§ Instructions for the task
Answer with one figure only, the number of lines below in which "instance" occurs.

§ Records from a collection
Segment Open
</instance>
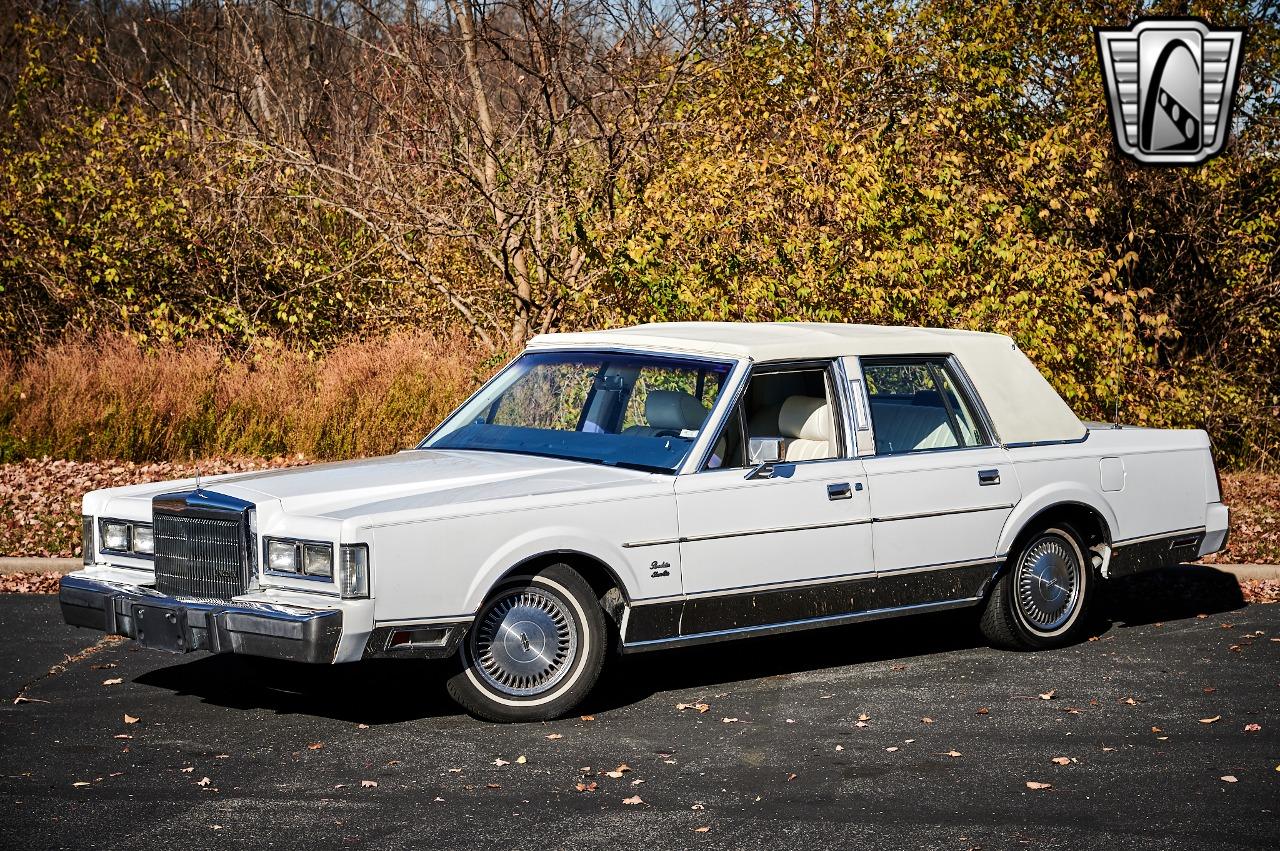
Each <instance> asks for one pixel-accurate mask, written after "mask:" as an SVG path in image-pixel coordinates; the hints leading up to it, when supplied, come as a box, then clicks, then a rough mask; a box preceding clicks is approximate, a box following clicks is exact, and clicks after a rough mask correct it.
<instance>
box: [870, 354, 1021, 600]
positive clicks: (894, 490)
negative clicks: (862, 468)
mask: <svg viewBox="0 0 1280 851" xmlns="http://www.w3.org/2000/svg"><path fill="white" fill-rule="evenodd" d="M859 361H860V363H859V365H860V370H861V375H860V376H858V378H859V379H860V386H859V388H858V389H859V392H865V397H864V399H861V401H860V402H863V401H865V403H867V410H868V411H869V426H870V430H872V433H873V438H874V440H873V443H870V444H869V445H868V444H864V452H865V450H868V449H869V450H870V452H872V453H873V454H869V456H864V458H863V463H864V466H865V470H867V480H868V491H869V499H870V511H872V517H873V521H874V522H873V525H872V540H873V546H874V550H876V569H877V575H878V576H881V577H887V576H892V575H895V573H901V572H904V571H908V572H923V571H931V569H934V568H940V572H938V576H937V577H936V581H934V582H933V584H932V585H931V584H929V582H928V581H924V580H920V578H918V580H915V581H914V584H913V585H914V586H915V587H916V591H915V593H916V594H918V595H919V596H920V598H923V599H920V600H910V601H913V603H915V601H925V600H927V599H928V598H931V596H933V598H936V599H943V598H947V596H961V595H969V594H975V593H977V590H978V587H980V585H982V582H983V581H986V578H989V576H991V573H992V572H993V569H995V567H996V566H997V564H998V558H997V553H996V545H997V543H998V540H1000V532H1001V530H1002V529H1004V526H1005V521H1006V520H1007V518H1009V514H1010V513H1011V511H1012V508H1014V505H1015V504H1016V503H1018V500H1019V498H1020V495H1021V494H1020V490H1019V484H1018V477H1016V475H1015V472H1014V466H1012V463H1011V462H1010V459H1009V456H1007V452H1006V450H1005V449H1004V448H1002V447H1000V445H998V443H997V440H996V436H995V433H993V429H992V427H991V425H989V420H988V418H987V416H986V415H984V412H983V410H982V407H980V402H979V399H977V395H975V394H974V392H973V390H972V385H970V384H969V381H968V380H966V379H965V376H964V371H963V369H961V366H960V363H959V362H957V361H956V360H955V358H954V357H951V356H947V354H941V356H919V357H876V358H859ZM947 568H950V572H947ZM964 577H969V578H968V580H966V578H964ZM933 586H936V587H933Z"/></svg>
Segment Closed
§ Answer to the problem
3